**WHAT TO PRODUCE**
Can you reproduce every line of the records below verbatim, leaving out the pictures?

--- START ---

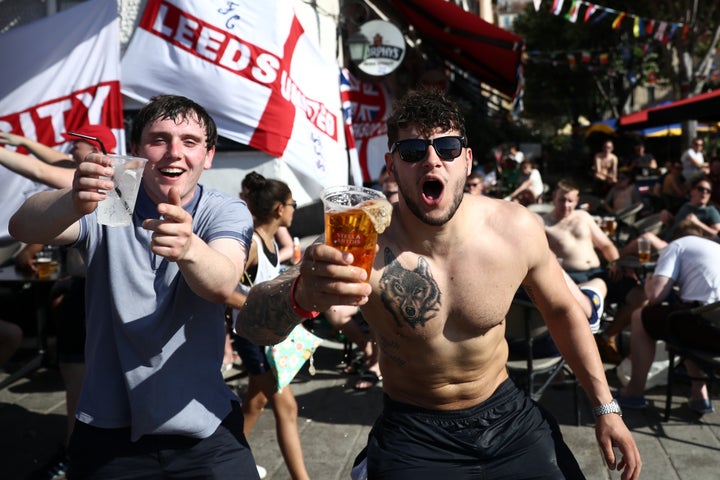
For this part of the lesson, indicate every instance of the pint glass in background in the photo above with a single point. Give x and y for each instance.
(353, 218)
(644, 249)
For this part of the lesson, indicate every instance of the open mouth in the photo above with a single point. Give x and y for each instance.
(432, 189)
(171, 172)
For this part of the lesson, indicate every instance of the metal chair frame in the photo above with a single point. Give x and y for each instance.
(708, 362)
(524, 324)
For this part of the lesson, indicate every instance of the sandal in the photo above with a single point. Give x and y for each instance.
(354, 367)
(369, 377)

--- END ---

**OUTPUT BELOW**
For this part of the lesson, indicate every instance of the pint glass in background in the photo above with a single point. Give x and y for each instance.
(353, 218)
(644, 249)
For this part of the lesson, indicate every instance of the open mouth in the photo above with a single point. Give x and y for each instance.
(432, 189)
(171, 172)
For this part of the lesson, indicate every instance of the metal chair frame in the photo above with a single point. Give x and y for each instance.
(708, 362)
(524, 324)
For this part of the lesson, indicate every instance of the sandal in the photo above with a single point. Give x and y for each instance.
(354, 367)
(369, 377)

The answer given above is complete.